Quote precisely the final stretch of the listing: start at the line containing "Pin every instance of the yellow" and stop after the last line.

╭─ Data to use

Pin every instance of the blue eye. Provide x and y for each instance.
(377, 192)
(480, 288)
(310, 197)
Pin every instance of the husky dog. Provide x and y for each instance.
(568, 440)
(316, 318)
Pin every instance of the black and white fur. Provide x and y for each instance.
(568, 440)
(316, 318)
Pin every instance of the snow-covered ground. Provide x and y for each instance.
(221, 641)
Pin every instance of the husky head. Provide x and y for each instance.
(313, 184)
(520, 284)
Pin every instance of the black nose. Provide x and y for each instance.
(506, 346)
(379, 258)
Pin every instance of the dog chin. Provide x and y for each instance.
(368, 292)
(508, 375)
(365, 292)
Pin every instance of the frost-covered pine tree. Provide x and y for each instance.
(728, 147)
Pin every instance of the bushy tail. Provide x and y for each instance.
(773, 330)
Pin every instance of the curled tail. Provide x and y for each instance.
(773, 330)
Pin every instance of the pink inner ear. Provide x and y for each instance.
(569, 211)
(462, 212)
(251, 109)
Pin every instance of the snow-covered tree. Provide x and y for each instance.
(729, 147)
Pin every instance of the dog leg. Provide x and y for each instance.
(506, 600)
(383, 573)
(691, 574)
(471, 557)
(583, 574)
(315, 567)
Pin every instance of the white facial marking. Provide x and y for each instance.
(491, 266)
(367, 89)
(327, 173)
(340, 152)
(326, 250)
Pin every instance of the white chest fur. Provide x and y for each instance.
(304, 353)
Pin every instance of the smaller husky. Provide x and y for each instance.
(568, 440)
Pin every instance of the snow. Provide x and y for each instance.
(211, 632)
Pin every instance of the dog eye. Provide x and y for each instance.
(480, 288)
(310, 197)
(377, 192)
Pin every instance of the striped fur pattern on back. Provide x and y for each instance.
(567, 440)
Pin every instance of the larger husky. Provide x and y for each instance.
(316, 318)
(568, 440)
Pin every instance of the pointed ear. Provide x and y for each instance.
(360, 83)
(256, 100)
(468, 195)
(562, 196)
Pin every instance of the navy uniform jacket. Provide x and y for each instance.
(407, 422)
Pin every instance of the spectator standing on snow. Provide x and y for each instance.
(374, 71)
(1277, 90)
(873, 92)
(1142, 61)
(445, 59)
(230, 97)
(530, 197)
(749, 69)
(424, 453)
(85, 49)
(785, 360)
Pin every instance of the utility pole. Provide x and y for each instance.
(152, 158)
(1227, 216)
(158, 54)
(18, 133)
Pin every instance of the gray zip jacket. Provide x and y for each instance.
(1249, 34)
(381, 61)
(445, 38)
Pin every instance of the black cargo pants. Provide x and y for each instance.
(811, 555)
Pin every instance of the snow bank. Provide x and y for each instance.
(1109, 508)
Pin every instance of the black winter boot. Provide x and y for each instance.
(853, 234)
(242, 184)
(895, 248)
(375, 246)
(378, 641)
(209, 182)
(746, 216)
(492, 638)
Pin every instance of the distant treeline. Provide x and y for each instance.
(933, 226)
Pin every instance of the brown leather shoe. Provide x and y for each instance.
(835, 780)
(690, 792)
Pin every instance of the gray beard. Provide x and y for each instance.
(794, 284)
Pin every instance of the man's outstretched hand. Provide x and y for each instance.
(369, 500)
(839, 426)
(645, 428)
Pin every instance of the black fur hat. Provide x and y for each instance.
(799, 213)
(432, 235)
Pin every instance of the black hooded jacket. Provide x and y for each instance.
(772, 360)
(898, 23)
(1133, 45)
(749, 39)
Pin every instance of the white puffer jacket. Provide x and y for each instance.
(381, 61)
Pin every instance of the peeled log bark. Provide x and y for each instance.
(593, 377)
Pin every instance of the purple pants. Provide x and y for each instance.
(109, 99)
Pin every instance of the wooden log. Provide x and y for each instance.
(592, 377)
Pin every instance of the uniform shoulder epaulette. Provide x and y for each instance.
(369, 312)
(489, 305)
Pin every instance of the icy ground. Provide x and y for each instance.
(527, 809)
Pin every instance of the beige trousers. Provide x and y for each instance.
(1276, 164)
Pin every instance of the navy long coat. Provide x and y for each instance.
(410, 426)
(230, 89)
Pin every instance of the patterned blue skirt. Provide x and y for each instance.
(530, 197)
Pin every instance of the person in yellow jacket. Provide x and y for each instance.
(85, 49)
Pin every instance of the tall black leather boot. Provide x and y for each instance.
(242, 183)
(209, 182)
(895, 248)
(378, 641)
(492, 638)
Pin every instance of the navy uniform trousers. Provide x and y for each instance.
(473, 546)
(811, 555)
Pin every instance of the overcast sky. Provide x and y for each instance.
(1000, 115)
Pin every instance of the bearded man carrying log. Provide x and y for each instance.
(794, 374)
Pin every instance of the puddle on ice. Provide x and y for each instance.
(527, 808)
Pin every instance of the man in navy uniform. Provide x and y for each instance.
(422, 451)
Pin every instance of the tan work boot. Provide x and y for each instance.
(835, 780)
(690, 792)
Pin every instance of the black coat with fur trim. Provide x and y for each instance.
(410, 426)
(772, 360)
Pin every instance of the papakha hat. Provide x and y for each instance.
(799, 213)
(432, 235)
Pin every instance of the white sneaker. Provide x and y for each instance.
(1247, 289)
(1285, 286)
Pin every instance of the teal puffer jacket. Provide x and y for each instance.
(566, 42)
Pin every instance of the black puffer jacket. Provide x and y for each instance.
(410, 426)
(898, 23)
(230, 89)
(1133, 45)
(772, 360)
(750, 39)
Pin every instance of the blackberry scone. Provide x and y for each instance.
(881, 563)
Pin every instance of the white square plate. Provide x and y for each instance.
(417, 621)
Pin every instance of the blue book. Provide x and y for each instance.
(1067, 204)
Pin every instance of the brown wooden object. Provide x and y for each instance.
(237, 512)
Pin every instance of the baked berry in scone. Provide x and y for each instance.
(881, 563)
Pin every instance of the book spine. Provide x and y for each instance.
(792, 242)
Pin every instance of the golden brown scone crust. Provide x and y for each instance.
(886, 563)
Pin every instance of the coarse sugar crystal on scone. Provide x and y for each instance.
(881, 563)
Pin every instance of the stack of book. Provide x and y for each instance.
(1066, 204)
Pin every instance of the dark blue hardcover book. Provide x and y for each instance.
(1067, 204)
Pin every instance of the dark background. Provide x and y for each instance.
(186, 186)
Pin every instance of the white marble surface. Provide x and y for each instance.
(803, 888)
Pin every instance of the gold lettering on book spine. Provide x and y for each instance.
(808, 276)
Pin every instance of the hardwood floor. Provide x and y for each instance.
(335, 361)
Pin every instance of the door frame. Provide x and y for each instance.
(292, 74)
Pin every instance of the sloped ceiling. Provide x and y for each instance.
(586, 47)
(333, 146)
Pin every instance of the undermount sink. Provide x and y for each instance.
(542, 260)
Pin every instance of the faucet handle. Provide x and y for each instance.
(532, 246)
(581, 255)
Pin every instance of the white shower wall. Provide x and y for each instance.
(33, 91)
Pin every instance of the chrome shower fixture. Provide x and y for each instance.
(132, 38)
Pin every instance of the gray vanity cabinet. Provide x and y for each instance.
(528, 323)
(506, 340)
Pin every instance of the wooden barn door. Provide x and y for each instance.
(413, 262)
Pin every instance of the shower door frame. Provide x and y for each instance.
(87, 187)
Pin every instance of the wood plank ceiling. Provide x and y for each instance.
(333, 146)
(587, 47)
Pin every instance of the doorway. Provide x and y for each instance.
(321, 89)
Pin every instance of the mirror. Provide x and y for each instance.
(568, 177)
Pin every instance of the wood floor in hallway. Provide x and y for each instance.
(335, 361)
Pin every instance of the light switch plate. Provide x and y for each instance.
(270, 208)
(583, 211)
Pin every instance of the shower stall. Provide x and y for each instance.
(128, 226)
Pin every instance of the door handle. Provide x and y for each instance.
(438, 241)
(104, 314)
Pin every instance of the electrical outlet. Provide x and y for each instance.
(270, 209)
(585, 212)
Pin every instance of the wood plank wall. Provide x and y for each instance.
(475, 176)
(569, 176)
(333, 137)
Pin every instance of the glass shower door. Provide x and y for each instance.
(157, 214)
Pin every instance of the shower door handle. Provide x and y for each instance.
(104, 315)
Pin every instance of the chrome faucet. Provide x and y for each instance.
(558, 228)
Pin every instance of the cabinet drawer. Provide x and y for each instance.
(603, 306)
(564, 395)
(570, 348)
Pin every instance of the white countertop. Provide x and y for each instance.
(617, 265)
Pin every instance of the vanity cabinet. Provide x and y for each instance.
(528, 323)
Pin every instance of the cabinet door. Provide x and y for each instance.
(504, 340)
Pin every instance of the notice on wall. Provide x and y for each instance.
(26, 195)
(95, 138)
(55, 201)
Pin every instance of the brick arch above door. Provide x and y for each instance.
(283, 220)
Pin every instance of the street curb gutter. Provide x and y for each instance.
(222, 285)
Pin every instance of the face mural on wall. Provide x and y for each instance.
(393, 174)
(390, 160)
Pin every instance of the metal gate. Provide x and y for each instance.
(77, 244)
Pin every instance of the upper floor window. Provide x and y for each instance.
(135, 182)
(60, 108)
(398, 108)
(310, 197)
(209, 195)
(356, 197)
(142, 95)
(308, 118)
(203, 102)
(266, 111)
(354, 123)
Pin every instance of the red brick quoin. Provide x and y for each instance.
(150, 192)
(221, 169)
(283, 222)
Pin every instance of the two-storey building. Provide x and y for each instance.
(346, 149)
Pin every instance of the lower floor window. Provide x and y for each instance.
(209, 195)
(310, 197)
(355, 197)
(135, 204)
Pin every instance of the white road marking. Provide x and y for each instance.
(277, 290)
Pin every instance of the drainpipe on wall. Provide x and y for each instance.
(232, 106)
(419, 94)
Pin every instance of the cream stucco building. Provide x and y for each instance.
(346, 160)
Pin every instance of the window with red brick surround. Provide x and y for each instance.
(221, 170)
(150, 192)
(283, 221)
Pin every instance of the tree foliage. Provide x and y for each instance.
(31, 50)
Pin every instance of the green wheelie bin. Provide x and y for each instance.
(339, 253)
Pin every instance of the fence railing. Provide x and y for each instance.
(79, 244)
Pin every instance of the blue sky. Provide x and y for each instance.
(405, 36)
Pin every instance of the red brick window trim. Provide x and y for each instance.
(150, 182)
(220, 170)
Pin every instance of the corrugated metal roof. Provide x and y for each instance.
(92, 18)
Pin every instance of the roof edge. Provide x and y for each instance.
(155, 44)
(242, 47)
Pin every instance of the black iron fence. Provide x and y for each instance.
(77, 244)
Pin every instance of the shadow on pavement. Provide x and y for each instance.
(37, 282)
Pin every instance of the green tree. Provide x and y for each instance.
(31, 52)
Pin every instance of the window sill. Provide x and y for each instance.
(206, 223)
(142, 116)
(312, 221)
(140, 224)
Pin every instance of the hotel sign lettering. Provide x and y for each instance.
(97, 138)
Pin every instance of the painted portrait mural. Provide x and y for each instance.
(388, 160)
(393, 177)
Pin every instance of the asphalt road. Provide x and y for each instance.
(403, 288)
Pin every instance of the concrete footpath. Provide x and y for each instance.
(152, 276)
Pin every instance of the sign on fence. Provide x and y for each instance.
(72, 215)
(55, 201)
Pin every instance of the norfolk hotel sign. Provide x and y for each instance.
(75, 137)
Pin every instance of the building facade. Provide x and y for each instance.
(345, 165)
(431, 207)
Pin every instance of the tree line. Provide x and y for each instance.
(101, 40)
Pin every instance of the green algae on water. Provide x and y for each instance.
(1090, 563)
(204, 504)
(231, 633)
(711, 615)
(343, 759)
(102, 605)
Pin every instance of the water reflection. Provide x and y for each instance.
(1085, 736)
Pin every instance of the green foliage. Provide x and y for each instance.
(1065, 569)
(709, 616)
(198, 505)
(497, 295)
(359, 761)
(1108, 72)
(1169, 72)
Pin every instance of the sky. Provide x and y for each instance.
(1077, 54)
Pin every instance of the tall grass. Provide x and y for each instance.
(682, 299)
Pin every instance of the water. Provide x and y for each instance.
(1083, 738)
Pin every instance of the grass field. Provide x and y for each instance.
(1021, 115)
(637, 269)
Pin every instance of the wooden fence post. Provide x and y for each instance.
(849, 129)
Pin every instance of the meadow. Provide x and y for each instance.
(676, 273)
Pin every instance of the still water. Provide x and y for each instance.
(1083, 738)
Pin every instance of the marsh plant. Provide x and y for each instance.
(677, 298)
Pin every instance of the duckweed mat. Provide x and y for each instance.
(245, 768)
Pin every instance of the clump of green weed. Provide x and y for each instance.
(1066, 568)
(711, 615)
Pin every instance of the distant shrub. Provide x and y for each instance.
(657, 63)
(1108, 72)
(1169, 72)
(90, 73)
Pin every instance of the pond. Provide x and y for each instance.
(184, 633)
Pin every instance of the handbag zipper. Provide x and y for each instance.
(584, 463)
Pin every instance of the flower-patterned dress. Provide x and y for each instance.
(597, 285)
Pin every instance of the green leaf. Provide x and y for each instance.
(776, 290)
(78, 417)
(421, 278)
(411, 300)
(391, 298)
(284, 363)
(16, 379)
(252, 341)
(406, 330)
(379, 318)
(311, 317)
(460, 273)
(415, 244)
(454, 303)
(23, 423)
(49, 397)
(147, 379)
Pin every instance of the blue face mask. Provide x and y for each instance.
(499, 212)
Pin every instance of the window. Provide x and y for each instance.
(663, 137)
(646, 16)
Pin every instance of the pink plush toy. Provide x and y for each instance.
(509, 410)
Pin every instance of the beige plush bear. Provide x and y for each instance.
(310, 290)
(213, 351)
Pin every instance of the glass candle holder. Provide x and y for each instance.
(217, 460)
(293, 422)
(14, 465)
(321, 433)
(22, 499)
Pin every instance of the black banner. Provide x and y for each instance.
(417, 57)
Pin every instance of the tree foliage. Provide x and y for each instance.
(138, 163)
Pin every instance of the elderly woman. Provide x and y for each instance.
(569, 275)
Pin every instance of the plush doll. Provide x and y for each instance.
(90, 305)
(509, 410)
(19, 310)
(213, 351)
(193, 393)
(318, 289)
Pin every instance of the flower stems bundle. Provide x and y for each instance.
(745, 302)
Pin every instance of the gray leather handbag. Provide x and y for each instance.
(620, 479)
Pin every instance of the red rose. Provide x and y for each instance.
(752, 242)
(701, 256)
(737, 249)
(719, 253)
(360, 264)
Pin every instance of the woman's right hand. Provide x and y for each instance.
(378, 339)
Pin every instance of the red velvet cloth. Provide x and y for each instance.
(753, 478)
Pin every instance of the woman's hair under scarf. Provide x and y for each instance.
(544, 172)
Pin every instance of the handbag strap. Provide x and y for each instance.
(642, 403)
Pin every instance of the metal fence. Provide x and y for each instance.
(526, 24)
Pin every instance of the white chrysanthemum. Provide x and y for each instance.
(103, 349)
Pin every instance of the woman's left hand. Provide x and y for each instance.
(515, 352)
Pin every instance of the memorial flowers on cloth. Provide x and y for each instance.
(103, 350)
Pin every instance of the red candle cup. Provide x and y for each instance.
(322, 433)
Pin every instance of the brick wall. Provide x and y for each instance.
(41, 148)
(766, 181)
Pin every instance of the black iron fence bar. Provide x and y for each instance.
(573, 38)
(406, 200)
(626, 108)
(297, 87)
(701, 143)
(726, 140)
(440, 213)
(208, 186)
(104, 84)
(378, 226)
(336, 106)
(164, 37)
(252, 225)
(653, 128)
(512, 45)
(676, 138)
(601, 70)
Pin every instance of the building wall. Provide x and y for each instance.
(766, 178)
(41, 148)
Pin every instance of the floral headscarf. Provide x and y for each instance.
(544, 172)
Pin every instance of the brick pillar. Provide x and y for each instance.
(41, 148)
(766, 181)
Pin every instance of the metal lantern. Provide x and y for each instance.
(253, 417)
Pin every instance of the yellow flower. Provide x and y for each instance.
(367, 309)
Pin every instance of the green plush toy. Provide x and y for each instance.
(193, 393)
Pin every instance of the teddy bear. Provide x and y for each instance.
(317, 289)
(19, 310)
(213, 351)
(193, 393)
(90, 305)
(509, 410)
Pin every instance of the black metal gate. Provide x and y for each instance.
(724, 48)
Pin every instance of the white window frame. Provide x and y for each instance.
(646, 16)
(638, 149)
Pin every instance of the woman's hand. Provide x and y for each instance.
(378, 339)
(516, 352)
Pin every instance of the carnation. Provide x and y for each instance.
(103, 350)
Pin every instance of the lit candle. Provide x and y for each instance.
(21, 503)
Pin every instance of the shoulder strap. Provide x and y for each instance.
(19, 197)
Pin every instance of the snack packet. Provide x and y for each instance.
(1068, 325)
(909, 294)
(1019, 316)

╰─

Answer to the exercise:
Pin every instance of the yellow flower. Provide x and y for each instance.
(367, 309)
Pin every instance of the green plush toy. Provide x and y for each instance.
(193, 393)
Pin every instance of the teddy bear. Provide x and y for each instance.
(317, 289)
(19, 310)
(213, 351)
(193, 393)
(90, 305)
(509, 410)
Pin every instance of the black metal gate. Provide x and y for each instance.
(724, 48)
Pin every instance of the white window frame. Provide x and y for each instance.
(646, 16)
(638, 149)
Pin every instance of the woman's hand. Provide x and y for each instance.
(378, 339)
(516, 352)
Pin every instance of the carnation. Provide x and y for each instance.
(103, 350)
Pin every instance of the lit candle. Provide x and y for each instance.
(21, 503)
Pin every instance of the shoulder strap. Provide x and y for each instance.
(19, 197)
Pin every instance of the snack packet. Provide x and y for each instance.
(1068, 325)
(909, 294)
(1019, 316)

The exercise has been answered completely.